→ **Selected extract**
Wednesday, December 20, 2006

Bathroom Blues

Every morning I go to work and the first thing I do is clean the restrooms. It isn't a glamorous job, but it is one I enjoy. It's not that I enjoy cleaning the restrooms, it's more that I enjoy spending uninterrupted time at work first thing in the morning, acclimating myself to the environment. It's a time that no one comes to me asking questions or talking to me because I'm scraping dried poop of the restroom walls and no one wants to get close.

So I spend that time, thinking about the day and wiping down the seat and rim of toilets, making sure to wipe up every last drop of urine. Sounds gross? It is, but I'm used to it. Nevertheless, let me take this opportunity to tell you that the women's restroom is about ten times worse than the men’s. I often wonder how a woman can get fecal matter on the underside of the seat. It could be the result of explosive diarrhea, in which it comes out at such force that it splashes up, coating the entire bowl and seat. It must be one of those marvels of nature.

→ **Raw data**
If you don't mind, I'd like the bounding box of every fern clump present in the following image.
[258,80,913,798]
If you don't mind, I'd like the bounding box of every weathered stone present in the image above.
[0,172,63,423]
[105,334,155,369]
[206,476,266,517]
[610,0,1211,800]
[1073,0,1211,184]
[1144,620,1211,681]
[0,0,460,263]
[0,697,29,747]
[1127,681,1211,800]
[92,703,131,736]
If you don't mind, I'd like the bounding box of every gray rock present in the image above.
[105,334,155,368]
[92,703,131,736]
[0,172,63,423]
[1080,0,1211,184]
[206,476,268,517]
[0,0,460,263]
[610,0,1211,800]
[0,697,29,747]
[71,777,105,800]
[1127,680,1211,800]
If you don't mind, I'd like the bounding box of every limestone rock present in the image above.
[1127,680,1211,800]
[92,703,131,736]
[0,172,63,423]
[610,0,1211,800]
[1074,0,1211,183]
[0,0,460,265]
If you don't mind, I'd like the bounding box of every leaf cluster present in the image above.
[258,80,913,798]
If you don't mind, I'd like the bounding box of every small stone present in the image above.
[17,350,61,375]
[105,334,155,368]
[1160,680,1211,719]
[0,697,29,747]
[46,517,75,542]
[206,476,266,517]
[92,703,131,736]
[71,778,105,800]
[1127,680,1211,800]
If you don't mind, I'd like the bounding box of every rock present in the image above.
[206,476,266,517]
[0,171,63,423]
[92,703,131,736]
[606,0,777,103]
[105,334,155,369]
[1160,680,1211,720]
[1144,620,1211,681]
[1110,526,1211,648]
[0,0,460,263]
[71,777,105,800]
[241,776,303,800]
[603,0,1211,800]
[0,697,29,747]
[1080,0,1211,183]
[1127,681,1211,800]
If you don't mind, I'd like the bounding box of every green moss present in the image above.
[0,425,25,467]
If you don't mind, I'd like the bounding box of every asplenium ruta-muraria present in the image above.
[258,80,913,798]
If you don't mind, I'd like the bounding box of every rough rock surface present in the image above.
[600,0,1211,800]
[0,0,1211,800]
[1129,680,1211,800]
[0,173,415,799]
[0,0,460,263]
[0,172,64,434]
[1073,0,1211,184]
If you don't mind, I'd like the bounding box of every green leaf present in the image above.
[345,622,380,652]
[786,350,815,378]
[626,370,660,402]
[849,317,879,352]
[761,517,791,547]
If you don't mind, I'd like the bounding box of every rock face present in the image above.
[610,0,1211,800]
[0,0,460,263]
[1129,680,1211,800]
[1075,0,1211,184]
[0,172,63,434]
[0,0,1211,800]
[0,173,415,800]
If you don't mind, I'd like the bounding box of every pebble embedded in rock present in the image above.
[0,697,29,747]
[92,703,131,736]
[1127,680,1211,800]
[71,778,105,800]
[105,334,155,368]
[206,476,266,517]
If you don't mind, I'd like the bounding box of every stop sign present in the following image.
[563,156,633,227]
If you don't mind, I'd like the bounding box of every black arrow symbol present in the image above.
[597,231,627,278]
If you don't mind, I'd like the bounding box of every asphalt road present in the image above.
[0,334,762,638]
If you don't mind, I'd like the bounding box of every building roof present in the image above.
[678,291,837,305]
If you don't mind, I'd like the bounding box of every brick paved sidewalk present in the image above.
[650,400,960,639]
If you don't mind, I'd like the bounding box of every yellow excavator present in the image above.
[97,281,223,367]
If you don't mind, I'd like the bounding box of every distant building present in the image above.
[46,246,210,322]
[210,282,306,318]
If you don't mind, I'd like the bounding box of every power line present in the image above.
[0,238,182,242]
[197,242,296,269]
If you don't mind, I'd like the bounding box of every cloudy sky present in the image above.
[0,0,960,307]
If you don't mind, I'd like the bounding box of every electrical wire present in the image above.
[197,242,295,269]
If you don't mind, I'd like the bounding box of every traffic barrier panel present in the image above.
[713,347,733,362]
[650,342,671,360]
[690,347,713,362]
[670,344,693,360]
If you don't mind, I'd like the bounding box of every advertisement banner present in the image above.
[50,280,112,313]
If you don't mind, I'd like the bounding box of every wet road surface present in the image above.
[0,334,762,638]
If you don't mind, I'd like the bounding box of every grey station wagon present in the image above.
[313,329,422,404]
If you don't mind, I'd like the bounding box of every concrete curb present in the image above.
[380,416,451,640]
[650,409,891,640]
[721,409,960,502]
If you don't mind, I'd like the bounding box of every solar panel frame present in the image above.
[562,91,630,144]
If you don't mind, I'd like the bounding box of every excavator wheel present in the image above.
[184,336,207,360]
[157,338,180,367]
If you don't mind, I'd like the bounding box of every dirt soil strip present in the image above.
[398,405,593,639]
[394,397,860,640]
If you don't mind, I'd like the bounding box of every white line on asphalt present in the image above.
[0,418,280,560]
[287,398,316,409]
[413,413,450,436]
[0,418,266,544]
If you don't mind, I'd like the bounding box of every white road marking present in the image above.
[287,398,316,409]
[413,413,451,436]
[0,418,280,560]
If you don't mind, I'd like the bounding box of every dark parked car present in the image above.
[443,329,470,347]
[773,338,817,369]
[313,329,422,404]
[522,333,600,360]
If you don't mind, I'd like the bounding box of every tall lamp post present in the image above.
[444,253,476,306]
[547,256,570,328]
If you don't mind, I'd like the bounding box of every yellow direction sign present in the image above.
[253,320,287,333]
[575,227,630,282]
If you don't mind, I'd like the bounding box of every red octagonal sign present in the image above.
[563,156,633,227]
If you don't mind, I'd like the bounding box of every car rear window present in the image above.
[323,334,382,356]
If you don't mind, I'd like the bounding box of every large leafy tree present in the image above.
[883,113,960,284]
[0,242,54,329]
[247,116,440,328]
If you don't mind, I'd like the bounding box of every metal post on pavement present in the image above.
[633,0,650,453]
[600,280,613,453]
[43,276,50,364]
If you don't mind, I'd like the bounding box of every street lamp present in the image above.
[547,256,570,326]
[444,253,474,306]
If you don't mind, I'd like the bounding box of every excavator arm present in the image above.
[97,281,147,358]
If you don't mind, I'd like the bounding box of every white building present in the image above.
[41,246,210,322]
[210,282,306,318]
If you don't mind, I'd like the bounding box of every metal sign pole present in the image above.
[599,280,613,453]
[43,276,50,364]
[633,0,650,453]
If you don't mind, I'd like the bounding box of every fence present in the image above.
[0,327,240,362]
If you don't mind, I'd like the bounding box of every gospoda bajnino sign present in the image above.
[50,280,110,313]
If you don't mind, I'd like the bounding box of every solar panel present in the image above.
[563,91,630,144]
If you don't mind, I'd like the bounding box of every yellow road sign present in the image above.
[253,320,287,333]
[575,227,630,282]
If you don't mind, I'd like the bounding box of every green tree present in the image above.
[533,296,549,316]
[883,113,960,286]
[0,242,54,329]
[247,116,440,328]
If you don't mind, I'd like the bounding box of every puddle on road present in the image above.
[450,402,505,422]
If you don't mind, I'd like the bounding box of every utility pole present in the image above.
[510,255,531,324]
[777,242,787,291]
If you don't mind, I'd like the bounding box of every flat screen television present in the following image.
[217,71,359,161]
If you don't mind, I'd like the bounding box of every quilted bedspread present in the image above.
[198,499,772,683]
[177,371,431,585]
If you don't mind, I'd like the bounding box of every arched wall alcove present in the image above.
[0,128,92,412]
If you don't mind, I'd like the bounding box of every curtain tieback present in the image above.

→ **Work request 1**
Rewrite the bathroom post between "So I spend that" and "marvels of nature.", inclusive, changing "toilets" to "commodes".
→ **Work request 2**
Do the following statements agree with the bathroom post? Answer yes or no for each, quoting the words that decide it.
(a) The writer cleans the restrooms first thing every morning at work.
(b) The writer says the men's restroom is worse than the women's.
(c) People often come to the writer with questions while the restrooms are being cleaned.

→ **Exercise answer 1**
So I spend that time, thinking about the day and wiping down the seat and rim of commodes, making sure to wipe up every last drop of urine. Sounds gross? It is, but I'm used to it. Nevertheless, let me take this opportunity to tell you that the women's restroom is about ten times worse than the men’s. I often wonder how a woman can get fecal matter on the underside of the seat. It could be the result of explosive diarrhea, in which it comes out at such force that it splashes up, coating the entire bowl and seat. It must be one of those marvels of nature.

→ **Exercise answer 2**
(a) Yes: "Every morning I go to work and the first thing I do is clean the restrooms."
(b) No: "the women's restroom is about ten times worse than the men’s."
(c) No: "It's a time that no one comes to me asking questions or talking to me"